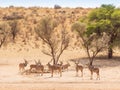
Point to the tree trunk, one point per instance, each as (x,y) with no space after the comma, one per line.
(110,53)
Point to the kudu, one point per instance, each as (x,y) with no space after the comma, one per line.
(55,67)
(23,65)
(37,67)
(65,66)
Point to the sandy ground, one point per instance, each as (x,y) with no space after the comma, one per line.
(11,79)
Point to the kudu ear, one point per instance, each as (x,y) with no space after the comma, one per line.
(35,61)
(39,62)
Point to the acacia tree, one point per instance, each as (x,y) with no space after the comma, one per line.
(14,29)
(106,19)
(4,33)
(92,43)
(55,40)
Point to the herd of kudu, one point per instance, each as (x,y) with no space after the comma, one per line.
(38,67)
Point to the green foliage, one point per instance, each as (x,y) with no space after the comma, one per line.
(105,19)
(55,41)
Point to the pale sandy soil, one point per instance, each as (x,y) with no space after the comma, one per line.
(11,79)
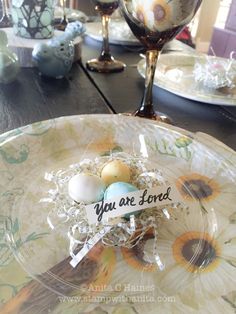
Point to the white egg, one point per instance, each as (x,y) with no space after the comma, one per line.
(86,188)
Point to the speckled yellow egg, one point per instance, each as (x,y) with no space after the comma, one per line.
(115,171)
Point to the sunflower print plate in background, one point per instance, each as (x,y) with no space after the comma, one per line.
(203,284)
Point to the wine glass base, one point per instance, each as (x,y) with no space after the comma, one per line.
(112,66)
(158,116)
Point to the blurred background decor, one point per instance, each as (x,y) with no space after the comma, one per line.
(33,19)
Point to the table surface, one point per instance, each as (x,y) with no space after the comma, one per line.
(34,98)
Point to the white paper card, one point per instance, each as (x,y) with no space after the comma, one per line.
(131,202)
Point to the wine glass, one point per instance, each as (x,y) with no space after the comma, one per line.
(5,20)
(61,26)
(154,23)
(105,63)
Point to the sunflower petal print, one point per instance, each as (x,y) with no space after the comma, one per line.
(208,181)
(200,263)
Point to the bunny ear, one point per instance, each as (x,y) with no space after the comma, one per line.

━━━━━━━━━━━━━━━━━━━━

▶ **Assignment**:
Drop the pictures; repeat each entry above exactly.

▶ **Response below**:
Point to the tree trunk, one point per instance, each as (x,y) with no space after the comma, one per line.
(110,53)
Point to the kudu, one point per instance, each as (x,y) with no space after the comma, one per line.
(55,67)
(23,65)
(37,67)
(65,66)
Point to the sandy ground, one point per instance, each as (x,y) with no space after the comma, one per line.
(11,79)
Point to the kudu ear, one point per instance, each as (x,y) with no space after the comma, one per line.
(35,61)
(39,62)
Point to the acacia tree, one point per instance, each as (x,y) with no space after the comma, one per line.
(14,29)
(106,19)
(4,33)
(92,43)
(55,40)
Point to the herd of kudu, one point per instance, each as (x,y) with no space after the comma, one per line.
(38,67)
Point to the green foliage, one point per instance, each as (x,y) with no space after the comma, one per line.
(105,19)
(55,41)
Point to the pale sandy soil, one point per instance, each as (x,y) with no space after the comma, one per line.
(11,79)
Point to the white egg, one point per instance, each as (x,y) with no space after the comma, one per line.
(86,188)
Point to the speckled yellow egg, one point per instance, each as (x,y) with no space after the comma, one per line.
(115,171)
Point to the sunflower print plate in background, one point per instance, each as (x,y) with no space after the comma, one per line.
(203,284)
Point to the wine glass base, one point per instance, each as (x,y) with no space after the comma, one per line.
(112,66)
(158,116)
Point to the blurred background decor, one point per instance, each as (x,y) with no space after the comma, one per line.
(33,19)
Point to the table surface, one point per instance, each as (x,y) with no space after the comma, one per line.
(34,98)
Point to the white paper card, one point per instance, each as (x,y) with no space after the comma, one per line.
(131,202)
Point to the wine glass, one point per instance, each as (x,y) with no space after the comma, one per line.
(5,20)
(61,26)
(154,23)
(105,63)
Point to the sunflower petal print, one point per instance, each as (x,y) with no space after the comma, one per line.
(208,181)
(200,263)
Point to the bunny ear, one point per instance, each as (x,y) with no space after the comma, one per line.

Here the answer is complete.